Opdracht 1 –
Noem alle artikelen die op de onderstaande pagina met een nummer worden aangeduid, elk één keer.

Pagina –
──────

Partial acceptance of the bid shall not be possible.
6.
If the Other Party does not or not in time make known to the Initiator, in the manner described above, that the Other Party does or does not accept the offer or has accepted part of the Initiator’s offer, the Other Party shall be deemed to have accepted the Initiator’s bid and the above-mentioned provisions shall otherwise apply accordingly.
7.
The arrangement provided for in this article cannot be applied:
8.
if and as long as a procedure as meant in article 2 is still pending; or
9.
if during the period starting on the date on which one of the Parties has given a Notification as meant in article 3 up to an including the date on which:
i.
the Other Shareholder had made known not to exercise the right to tag along; or
ii. pursuant to the provisions of article 3 paragraph 4 the Other Shareholder is deemed not to exercise the right to tag along: or
if one of the Parties has given a Notification as meant in article 3 and the Other Shareholder had made known to exercise the right to tag along and the Shares have not yet been transferred as a result of the purchase agreement(s) which has/have been concluded pursuant to the provisions of article 3.”
2.19.
In artikel 11 van de Exit Agreement staat voor zover van belang het volgende:
“If a Party or its legal successor(s) fail(s) to comply with the provisions of the Agreement it or its legal successor(s) shall forfeit for the benefit of the non-defaulting Party or its legal successor(s) a fine claimable without judicial interposition to the amount of fifty thousand euro (€ 50.000.00), without prejudice to the right to claim any loss suffered in addition. (…)”
2.20.

──────

Opdracht 2 –
Vermeld elke regel uit de rijen waarin het woord "wooden" voorkomt, waarbij het verschil tussen hoofdletters en kleine letters telt.

──────

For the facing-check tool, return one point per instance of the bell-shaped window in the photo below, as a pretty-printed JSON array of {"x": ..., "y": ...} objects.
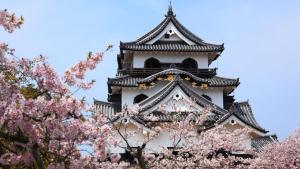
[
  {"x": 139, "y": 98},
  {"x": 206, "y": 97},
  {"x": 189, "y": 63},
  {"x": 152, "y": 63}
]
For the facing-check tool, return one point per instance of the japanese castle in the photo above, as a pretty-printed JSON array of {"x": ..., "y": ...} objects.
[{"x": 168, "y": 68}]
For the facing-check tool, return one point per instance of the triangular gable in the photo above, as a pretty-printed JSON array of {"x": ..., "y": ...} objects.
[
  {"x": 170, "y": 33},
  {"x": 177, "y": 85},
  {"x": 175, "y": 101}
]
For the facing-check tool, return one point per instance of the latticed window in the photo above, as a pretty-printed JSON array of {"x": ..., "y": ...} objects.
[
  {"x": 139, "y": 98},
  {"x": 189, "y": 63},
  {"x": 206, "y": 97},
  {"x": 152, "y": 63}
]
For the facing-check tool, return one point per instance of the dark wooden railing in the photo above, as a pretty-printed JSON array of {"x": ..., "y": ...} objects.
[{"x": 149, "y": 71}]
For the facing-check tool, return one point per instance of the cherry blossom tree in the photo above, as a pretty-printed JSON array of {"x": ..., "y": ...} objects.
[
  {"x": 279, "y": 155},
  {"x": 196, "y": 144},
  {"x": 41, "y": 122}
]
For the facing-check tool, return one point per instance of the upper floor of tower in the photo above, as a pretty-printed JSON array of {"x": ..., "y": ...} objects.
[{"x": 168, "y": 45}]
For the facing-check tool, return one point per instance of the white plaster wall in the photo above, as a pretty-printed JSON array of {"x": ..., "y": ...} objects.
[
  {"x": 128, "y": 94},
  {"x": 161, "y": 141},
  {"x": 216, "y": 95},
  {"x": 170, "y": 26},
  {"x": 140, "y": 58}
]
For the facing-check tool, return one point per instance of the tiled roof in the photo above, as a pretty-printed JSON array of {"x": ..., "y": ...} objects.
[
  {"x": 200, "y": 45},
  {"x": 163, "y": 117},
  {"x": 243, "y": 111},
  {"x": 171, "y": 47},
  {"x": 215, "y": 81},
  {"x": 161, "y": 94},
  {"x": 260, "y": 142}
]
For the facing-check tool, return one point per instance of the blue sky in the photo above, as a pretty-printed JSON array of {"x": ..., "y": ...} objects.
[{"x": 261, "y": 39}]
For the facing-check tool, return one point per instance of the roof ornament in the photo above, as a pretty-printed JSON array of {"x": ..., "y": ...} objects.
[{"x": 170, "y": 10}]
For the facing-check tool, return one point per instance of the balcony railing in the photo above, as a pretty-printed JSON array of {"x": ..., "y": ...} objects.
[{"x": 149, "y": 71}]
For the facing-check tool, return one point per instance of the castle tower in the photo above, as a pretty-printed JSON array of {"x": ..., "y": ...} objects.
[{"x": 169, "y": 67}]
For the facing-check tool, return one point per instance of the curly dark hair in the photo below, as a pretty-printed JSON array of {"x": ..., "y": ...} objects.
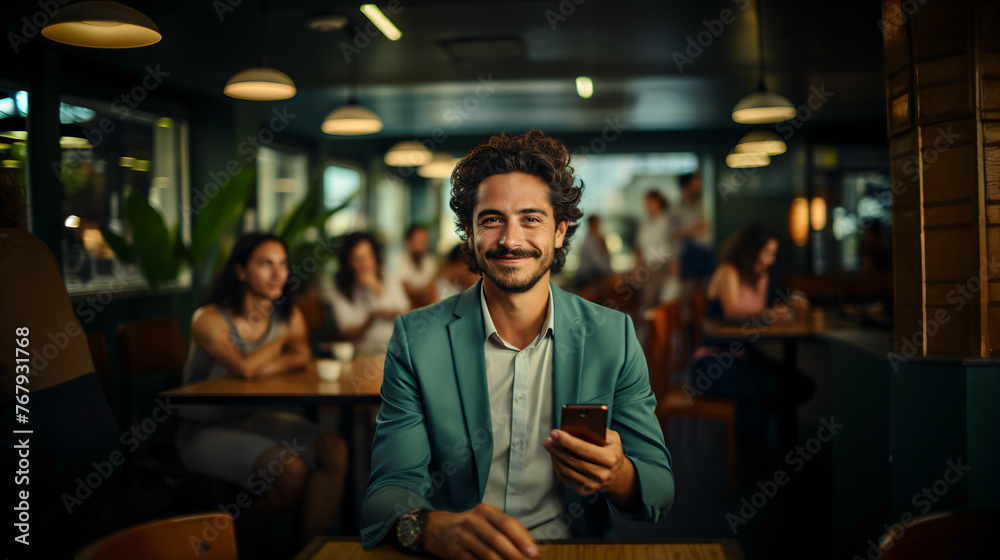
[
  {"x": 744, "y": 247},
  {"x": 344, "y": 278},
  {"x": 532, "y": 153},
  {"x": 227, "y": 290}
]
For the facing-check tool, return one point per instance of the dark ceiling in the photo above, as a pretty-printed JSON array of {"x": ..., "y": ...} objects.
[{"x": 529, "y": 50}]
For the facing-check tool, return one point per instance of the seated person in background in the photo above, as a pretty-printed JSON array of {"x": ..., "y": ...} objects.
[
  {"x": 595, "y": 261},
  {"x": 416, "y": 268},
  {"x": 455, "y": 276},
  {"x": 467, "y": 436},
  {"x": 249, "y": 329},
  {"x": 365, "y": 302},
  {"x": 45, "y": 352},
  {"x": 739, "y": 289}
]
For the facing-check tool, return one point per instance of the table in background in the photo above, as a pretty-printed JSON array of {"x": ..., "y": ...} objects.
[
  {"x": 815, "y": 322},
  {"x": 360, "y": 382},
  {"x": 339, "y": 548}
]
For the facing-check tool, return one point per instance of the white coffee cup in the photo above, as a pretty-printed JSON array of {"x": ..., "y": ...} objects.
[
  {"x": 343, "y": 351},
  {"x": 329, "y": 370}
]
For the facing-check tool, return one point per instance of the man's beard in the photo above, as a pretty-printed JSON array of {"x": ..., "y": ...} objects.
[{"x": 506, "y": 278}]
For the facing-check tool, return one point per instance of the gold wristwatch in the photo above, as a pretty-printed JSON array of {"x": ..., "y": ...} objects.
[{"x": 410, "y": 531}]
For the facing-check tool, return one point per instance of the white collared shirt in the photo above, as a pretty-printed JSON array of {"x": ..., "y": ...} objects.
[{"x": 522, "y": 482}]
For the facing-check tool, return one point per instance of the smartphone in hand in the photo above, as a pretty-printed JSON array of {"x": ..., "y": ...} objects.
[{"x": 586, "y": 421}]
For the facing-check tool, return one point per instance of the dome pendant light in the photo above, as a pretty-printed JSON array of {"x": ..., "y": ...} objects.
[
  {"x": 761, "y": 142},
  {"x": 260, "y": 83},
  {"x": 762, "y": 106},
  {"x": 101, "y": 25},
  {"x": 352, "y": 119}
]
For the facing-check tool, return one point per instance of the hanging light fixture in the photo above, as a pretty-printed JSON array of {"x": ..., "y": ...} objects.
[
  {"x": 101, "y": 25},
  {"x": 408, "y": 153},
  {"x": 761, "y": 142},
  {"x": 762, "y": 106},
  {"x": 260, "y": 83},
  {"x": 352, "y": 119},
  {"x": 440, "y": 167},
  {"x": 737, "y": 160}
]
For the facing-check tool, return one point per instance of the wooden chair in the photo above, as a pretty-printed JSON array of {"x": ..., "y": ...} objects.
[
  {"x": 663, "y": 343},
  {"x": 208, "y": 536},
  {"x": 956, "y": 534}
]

──────

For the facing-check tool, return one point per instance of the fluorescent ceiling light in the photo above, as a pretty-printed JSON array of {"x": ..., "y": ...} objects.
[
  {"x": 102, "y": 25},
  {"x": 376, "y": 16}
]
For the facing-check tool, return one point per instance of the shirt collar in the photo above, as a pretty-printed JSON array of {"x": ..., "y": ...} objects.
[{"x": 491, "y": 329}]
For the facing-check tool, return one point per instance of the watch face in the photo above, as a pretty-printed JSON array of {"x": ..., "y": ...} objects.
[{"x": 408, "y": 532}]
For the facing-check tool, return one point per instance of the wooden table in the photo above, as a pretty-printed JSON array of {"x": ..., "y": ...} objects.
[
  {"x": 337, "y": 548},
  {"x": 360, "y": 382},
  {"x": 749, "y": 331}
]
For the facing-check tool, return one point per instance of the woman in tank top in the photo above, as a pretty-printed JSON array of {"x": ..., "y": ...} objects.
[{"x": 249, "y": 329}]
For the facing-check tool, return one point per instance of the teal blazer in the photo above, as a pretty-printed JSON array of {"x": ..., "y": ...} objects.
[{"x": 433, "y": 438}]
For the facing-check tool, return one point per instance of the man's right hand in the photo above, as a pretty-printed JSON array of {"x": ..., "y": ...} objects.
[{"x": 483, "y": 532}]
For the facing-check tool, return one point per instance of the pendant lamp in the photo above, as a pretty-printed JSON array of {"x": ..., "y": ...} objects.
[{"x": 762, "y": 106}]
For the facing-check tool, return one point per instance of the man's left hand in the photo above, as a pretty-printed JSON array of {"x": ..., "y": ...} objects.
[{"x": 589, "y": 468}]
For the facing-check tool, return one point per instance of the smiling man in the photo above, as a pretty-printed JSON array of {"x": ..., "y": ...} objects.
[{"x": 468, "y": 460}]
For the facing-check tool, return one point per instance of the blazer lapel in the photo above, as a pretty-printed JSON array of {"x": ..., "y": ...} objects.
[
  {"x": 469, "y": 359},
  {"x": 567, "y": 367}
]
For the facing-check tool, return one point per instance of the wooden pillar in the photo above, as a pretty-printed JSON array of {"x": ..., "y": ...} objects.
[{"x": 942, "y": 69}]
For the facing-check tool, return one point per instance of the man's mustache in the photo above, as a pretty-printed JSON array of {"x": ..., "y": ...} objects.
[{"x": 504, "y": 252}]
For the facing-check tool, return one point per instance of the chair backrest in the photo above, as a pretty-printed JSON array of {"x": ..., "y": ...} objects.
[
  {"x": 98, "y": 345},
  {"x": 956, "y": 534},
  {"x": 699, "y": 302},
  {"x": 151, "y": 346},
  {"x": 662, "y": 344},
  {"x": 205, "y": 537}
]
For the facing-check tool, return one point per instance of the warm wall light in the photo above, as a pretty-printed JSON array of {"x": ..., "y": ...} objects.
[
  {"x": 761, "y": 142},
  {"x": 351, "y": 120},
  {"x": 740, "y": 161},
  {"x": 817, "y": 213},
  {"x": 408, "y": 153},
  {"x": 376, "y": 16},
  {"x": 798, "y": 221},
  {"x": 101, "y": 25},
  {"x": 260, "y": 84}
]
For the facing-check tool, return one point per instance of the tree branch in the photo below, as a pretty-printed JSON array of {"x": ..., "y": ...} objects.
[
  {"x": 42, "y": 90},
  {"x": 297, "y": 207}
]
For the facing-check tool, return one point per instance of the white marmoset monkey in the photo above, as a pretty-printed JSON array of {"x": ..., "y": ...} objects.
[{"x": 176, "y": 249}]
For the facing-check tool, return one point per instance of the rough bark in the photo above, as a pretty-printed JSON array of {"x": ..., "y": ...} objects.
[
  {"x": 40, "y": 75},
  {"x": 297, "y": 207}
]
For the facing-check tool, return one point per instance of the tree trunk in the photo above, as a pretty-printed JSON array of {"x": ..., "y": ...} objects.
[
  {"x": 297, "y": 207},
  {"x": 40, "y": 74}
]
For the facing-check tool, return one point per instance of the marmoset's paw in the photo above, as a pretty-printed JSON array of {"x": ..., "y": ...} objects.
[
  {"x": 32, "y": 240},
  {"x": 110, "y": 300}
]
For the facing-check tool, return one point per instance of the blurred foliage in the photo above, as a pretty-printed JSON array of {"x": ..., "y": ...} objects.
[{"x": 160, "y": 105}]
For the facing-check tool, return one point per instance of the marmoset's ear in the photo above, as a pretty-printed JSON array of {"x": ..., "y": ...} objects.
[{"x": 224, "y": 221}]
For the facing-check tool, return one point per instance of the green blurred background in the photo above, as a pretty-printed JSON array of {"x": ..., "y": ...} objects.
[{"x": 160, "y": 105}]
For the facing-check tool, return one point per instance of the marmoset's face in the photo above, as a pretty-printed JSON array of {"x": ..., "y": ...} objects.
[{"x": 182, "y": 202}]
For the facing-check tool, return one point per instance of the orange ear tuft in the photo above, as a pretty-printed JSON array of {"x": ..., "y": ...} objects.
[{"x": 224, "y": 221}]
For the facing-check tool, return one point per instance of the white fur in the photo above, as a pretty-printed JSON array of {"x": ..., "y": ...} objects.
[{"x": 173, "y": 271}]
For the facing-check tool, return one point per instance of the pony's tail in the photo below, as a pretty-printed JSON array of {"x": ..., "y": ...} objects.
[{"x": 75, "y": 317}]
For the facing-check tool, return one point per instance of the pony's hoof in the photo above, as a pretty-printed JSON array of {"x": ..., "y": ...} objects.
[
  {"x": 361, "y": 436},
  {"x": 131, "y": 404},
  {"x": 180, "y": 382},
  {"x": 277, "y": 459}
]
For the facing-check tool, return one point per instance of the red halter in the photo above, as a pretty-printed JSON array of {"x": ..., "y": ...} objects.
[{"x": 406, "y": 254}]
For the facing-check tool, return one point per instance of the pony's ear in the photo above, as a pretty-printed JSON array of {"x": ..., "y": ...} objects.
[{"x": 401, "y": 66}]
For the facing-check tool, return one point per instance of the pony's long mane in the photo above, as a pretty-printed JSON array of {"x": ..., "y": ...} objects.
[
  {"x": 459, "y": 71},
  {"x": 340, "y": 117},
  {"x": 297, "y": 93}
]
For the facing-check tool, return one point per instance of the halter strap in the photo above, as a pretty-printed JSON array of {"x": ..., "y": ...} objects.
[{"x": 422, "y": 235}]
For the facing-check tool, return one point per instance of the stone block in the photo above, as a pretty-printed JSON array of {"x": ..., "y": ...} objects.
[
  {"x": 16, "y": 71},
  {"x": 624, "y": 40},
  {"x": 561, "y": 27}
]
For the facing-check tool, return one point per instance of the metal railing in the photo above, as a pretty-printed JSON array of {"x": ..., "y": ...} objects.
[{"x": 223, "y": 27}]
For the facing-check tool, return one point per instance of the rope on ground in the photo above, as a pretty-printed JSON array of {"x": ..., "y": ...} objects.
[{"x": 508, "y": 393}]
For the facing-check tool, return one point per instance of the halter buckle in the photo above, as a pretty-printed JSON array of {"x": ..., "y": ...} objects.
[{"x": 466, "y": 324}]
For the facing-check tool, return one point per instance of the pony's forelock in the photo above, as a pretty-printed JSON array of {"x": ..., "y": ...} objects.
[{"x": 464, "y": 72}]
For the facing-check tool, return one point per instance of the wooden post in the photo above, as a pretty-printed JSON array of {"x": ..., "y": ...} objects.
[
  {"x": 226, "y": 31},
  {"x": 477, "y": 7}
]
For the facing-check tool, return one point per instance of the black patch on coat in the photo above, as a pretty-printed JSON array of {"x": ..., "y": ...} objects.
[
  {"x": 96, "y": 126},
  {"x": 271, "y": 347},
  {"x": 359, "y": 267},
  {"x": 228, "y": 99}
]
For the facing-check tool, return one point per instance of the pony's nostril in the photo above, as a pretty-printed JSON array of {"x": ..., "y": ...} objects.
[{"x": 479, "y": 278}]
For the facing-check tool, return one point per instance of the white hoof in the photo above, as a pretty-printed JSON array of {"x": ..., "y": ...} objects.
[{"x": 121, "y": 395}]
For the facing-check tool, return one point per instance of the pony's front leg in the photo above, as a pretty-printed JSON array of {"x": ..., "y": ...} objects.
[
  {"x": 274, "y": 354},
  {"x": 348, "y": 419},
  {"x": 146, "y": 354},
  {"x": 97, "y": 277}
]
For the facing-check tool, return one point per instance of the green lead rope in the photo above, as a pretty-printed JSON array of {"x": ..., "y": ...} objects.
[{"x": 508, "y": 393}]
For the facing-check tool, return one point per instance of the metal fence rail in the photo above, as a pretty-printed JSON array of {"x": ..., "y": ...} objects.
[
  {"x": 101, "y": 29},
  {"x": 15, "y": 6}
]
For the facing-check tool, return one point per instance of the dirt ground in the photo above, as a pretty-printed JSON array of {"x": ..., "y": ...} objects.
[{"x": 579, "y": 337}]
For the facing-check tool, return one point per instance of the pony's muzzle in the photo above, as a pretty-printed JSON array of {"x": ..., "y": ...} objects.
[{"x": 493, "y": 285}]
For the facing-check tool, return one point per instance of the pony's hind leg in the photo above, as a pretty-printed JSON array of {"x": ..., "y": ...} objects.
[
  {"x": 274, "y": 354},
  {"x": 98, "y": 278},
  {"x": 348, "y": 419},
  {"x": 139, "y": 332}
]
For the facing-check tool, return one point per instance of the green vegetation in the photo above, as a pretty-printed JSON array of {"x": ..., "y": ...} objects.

──────

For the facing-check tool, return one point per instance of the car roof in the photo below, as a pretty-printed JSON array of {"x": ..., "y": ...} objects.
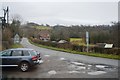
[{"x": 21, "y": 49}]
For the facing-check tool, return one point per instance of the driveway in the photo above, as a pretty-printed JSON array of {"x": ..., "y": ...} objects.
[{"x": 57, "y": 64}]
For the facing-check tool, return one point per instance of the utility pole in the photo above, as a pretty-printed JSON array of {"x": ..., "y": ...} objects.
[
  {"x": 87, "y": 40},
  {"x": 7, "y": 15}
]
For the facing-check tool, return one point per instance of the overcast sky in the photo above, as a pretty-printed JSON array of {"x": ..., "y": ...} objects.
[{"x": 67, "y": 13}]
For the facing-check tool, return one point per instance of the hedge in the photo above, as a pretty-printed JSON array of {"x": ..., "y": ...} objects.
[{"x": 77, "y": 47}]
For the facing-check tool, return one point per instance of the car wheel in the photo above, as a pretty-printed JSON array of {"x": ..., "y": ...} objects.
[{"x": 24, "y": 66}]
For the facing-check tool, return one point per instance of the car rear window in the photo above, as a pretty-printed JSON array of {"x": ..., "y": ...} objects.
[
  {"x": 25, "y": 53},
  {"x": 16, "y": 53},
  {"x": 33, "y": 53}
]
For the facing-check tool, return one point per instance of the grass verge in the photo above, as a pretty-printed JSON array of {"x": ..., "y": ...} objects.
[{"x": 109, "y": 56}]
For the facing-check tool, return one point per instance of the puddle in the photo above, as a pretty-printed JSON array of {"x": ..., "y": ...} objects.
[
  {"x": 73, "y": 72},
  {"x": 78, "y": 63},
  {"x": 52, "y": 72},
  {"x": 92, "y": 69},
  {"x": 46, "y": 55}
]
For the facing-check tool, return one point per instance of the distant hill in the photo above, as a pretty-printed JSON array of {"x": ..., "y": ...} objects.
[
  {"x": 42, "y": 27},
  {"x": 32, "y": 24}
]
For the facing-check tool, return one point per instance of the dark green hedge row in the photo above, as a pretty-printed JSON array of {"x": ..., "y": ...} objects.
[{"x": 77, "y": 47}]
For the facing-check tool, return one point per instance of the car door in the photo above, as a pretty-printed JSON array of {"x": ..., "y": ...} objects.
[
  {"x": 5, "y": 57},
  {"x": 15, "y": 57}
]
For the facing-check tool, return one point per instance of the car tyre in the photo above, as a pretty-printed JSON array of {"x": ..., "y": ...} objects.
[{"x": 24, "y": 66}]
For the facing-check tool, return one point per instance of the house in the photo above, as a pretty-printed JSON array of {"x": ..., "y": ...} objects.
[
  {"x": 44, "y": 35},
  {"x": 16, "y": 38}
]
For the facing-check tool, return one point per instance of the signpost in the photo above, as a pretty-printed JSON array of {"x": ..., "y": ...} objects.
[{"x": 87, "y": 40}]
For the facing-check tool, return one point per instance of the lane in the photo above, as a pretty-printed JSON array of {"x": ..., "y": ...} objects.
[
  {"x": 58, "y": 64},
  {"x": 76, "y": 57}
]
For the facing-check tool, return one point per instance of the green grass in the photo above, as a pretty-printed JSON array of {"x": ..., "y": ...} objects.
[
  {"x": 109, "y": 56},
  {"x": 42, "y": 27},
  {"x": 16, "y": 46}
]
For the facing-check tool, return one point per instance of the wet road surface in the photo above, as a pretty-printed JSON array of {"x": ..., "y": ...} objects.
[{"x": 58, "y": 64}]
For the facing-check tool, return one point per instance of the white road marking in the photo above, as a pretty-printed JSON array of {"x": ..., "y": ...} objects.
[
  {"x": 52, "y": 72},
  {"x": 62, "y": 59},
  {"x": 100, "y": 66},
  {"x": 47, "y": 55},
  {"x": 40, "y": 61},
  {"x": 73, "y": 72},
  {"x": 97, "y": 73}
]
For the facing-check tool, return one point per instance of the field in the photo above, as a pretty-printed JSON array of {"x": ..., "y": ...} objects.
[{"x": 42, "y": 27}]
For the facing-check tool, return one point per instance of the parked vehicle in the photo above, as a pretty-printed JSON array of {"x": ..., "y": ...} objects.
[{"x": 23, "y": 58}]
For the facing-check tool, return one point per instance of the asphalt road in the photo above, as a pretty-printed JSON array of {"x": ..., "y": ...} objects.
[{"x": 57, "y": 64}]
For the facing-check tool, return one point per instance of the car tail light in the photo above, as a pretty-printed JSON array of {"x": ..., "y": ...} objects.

──────

Uitgewerkt antwoord 1 –
- artikel 2
- artikel 3
- artikel 11

Uitgewerkt antwoord 2 –
For the facing-check tool, return one point per instance of the dark wooden railing in the photo above, as a pretty-printed JSON array of {"x": ..., "y": ...} objects.
For the facing-check tool, return one point per instance of the wooden chair in the photo above, as a pretty-printed JSON array of {"x": ..., "y": ...} objects.
For the facing-check tool, return one point per instance of the wooden table in the photo above, as a pretty-printed JSON array of {"x": ..., "y": ...} objects.
For the facing-check tool, return one point per instance of the wooden pillar in the photo above, as a pretty-printed JSON array of {"x": ..., "y": ...} objects.
For the facing-check tool, return one point per instance of the wooden post in the photo above, as a pretty-printed JSON array of {"x": ..., "y": ...} objects.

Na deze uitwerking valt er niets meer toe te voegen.